Quoted passage START

Doctors said videos like hers show firsthand why the vaccine against whooping cough is so important.

"The more people who see this video, the more people who understand what pertussis is and what it can do to young children," Dr. Jon Pangia with Grand Strand Medical Center said. "So yes, I think that billions of people need to see it and understand the importance of vaccinating "

The post, made by a woman named Rebecca Harreman, said parents on the fence about getting their children vaccinated should have nothing to consider after watching her child suffer. She also said her baby has turned blue from coughing fits, rendered unable to even take a breath.

The below is a snippet of her post:

"This is a GOOD coughing fit in a 4 month old with Pertussis, or Whooping Cough - 23 days after his cough started which is when it's supposed to be getting past the bad stage. It lasts for up to 100 days, but a simple cold I passed onto him that I caught from being with him in hospital is making him relapse again
Now when I say this is good... I mean that's absolutely nothing. Not even long enough to be called a coughing fit. Nothing compared to watching him turn blue from coughing for so long and so much he can't take a single breath..."

"They can get very sick, very quickly," Dr. Pangia said. "And if they're making that very distinctive cough which is a horrible, hard, hard cough, so hard that they have to stop and they catch their breath [inhales sharply], that's whooping cough."

Quoted passage END

## Problem set
(1) Could you repeat the whooping cough article word for word, starting with "Doctors said videos" and going on through "take a breath."?
(2) How would the whooping cough article go on after its final sentence? Write the next part.

Listed entries START

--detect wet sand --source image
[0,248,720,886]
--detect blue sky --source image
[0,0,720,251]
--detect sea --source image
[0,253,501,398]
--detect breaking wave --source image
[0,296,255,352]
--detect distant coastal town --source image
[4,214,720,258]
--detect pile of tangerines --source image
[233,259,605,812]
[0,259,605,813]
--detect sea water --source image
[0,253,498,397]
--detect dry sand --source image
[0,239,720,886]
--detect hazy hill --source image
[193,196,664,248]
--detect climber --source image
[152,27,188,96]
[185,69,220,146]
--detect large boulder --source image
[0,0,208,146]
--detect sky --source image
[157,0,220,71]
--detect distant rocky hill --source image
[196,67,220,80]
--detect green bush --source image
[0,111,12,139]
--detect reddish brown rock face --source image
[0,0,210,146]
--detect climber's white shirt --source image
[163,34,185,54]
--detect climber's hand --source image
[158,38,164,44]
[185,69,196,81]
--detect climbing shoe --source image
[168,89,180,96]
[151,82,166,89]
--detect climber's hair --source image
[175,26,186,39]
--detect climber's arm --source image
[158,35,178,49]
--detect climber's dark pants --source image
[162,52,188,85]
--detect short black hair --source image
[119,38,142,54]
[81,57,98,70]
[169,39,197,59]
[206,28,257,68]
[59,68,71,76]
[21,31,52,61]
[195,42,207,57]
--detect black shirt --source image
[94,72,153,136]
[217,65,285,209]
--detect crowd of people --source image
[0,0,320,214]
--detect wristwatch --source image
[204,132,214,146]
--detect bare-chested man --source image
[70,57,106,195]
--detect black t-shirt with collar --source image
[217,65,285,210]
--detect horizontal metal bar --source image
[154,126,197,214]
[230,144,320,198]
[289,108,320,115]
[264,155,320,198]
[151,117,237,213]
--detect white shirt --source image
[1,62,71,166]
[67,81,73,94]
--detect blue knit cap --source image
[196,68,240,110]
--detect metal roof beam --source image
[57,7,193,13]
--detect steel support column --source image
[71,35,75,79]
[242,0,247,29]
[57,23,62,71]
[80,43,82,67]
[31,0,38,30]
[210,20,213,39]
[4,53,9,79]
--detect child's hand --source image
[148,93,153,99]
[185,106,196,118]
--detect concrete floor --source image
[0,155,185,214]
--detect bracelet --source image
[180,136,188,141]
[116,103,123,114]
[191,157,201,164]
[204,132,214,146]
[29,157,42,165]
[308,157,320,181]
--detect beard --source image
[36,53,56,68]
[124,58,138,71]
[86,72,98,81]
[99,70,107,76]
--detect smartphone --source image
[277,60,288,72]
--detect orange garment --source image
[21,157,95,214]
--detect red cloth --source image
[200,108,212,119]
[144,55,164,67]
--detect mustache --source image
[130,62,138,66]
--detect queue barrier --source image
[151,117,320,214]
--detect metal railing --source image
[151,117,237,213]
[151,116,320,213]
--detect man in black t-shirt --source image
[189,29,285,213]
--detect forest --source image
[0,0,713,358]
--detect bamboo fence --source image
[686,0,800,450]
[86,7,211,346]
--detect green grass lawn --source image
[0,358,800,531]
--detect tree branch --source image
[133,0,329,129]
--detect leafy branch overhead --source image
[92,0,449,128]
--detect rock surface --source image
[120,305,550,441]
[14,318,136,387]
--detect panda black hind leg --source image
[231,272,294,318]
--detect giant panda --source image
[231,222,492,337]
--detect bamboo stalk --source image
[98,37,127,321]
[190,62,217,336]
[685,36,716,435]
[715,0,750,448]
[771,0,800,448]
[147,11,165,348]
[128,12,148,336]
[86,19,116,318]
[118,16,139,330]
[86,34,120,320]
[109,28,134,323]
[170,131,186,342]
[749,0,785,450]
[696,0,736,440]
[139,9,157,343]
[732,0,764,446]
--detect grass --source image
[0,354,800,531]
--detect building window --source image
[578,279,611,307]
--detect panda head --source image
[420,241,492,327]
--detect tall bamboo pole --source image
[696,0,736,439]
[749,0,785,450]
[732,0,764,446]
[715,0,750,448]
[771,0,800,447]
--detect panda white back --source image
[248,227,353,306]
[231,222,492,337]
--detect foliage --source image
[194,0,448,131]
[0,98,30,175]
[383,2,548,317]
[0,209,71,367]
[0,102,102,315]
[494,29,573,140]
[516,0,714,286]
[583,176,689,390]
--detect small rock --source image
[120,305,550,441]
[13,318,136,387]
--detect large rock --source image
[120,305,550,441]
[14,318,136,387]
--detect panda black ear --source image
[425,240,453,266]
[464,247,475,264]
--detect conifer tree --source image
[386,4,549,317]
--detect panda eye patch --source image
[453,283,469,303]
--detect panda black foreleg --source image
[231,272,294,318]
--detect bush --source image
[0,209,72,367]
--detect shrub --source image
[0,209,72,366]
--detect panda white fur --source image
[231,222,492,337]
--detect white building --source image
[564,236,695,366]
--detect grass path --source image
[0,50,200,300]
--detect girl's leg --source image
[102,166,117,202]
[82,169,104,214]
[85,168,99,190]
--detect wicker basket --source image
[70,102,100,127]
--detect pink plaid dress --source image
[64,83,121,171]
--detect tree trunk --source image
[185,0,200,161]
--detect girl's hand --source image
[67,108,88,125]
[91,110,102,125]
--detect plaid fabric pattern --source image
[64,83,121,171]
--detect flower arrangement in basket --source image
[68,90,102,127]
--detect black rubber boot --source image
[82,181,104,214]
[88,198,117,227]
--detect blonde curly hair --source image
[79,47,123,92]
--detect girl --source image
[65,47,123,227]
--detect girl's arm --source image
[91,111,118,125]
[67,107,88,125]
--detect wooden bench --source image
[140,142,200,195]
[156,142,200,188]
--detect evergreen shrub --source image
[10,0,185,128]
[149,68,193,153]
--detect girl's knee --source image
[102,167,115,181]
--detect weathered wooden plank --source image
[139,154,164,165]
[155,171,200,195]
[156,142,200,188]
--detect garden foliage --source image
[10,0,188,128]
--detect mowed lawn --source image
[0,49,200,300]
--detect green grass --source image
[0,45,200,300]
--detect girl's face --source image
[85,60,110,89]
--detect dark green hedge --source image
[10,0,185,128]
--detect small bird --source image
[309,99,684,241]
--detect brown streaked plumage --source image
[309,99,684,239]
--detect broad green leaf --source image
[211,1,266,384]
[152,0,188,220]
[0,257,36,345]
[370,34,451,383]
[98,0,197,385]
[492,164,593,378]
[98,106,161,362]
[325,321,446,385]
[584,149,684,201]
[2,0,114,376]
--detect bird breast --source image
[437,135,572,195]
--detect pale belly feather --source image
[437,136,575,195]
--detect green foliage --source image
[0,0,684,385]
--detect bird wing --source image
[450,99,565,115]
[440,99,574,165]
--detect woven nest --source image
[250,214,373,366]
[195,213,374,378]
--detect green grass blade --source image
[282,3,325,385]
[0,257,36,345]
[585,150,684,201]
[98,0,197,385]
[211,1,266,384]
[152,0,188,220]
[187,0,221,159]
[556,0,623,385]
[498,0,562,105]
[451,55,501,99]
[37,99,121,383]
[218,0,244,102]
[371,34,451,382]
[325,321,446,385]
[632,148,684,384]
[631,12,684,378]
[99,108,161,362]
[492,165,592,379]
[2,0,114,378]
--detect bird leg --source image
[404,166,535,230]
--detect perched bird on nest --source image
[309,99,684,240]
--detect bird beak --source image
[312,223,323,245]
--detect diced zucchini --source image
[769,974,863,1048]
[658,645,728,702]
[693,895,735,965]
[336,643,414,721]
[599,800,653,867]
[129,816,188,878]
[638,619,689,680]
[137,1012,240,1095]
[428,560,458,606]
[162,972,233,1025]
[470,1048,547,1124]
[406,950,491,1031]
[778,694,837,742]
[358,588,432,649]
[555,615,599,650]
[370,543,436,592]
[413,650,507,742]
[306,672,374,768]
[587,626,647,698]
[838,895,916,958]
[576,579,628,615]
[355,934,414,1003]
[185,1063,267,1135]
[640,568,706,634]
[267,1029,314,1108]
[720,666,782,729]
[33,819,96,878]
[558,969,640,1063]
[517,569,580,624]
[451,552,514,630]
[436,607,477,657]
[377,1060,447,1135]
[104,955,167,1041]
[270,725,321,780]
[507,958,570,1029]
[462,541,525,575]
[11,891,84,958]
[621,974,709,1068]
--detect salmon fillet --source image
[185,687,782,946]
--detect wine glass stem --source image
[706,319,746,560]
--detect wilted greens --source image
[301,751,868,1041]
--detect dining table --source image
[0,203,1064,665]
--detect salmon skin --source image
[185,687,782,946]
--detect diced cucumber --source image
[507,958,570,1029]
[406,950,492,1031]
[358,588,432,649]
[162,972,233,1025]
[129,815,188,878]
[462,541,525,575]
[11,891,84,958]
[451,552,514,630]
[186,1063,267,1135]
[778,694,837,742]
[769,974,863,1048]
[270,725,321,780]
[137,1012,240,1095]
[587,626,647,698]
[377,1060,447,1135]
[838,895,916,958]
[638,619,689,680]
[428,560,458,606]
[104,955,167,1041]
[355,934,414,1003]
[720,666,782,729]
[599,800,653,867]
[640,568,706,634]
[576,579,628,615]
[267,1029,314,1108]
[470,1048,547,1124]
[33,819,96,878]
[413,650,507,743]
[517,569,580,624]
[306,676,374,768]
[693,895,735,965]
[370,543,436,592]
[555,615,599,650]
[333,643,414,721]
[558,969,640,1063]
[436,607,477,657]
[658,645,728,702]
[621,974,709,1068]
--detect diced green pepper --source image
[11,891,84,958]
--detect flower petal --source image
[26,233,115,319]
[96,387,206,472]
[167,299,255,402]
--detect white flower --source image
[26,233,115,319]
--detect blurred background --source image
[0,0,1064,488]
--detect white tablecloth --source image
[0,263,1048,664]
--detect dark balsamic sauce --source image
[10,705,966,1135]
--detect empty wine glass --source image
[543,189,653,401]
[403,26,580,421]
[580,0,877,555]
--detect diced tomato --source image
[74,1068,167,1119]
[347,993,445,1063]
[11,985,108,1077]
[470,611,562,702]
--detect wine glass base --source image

Listed entries END

## Solved tasks
(1)
Doctors said videos like hers show firsthand why the vaccine against whooping cough is so important.

"The more people who see this video, the more people who understand what pertussis is and what it can do to young children," Dr. Jon Pangia with Grand Strand Medical Center said. "So yes, I think that billions of people need to see it and understand the importance of vaccinating "

The post, made by a woman named Rebecca Harreman, said parents on the fence about getting their children vaccinated should have nothing to consider after watching her child suffer. She also said her baby has turned blue from coughing fits, rendered unable to even take a breath.

(2)
Dr. Pangia said it's not just about vaccinating children. For teens and adults, even though the sickness isn't as serious as it is for babies, it's just as crucial to vaccinate. "It's not even as important to protect yourself from getting sick. Again, you'll just get very uncomfortable and you won't be happy for six weeks. It's so that you're not spreading it through the community and passing it to an infant who can die from it. It's really about the children in the community."

While pertussis is rarely fatal, "In 2014, about 13 people died from pertussis," according to Dr. Pangia. "Most of those were children. So in its worst form, yes, pertussis can kill."

It's most dangerous to the young. "At any age less than a year, even two years, you're very vulnerable to these things," Dr. Pangia added. "Less than three months is the most vulnerable period in a person's life."

Vaccinations for infants for whooping cough can be given at four months.